(The exercise) Count the rows below that contain the string "span". Reply with the number only.

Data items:
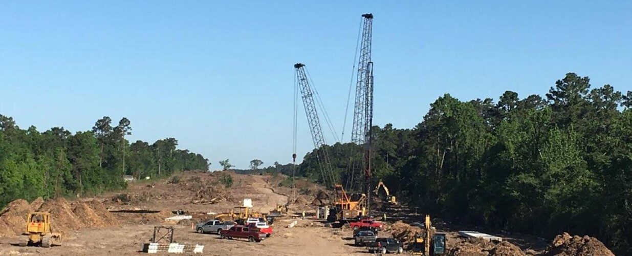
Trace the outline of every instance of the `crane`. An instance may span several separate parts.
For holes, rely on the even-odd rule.
[[[316,157],[320,168],[323,183],[325,187],[332,188],[334,192],[334,207],[331,209],[332,212],[329,213],[327,220],[344,221],[358,215],[364,215],[365,212],[363,208],[364,197],[356,200],[353,200],[351,197],[347,195],[342,185],[338,184],[337,179],[334,174],[329,161],[329,154],[325,147],[327,143],[319,119],[318,109],[313,99],[315,88],[310,85],[305,65],[303,63],[296,63],[294,65],[294,68],[296,75],[296,86],[299,87],[301,92],[305,115],[307,116],[307,123],[312,133],[312,140],[314,147],[317,149]],[[296,96],[298,97],[298,95]],[[293,157],[296,158],[295,154],[293,155]]]
[[[325,187],[332,188],[336,183],[336,177],[329,162],[329,154],[322,134],[322,127],[319,119],[318,110],[314,102],[313,95],[315,90],[310,85],[307,75],[305,73],[305,64],[296,63],[294,64],[296,70],[297,86],[301,92],[303,99],[303,105],[305,109],[305,115],[307,116],[307,123],[312,133],[312,140],[317,150],[317,158],[320,168],[323,183]]]
[[[352,162],[351,181],[354,185],[355,169],[362,168],[364,173],[363,192],[367,195],[366,204],[370,210],[371,143],[373,126],[373,61],[371,61],[371,42],[373,34],[373,15],[362,15],[362,35],[356,80],[355,104],[353,108],[353,126],[351,142],[363,145],[362,164]]]

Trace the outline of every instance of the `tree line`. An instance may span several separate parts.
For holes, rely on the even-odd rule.
[[[444,219],[547,238],[588,235],[632,254],[632,92],[591,87],[588,77],[568,73],[545,97],[445,94],[412,128],[374,128],[374,182]],[[359,146],[325,147],[349,182]],[[319,180],[317,150],[298,175]]]
[[[107,116],[91,131],[73,134],[63,127],[40,132],[20,128],[0,114],[0,208],[16,198],[28,200],[94,195],[126,187],[124,175],[137,179],[167,176],[175,171],[208,170],[208,160],[177,149],[173,138],[152,144],[130,143],[127,118],[112,125]]]

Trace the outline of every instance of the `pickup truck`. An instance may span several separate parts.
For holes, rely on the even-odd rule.
[[[205,233],[219,234],[219,231],[228,229],[235,224],[236,223],[232,221],[222,222],[217,219],[213,219],[195,224],[195,230],[200,234]]]
[[[401,253],[404,252],[403,245],[395,238],[378,238],[374,242],[367,243],[367,249],[369,253],[379,252],[382,254],[388,252]]]
[[[360,227],[359,229],[353,231],[353,238],[355,238],[355,237],[358,236],[358,233],[361,231],[371,231],[373,232],[374,234],[375,234],[376,236],[379,235],[379,232],[375,228]]]
[[[382,222],[372,219],[361,219],[359,221],[349,223],[349,226],[351,227],[353,230],[360,229],[362,227],[371,227],[380,230],[382,228]]]
[[[250,241],[260,242],[266,237],[265,233],[259,231],[259,229],[245,226],[234,226],[228,230],[219,231],[219,238],[222,239],[245,238]]]
[[[258,228],[259,231],[265,233],[266,236],[270,237],[272,235],[272,227],[268,226],[265,222],[250,223],[247,225],[249,228]]]
[[[358,235],[355,236],[355,241],[353,243],[356,245],[364,245],[368,243],[374,242],[377,239],[377,236],[373,231],[362,231],[358,232]]]

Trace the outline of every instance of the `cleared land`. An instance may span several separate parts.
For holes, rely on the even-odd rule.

(Task solution) 4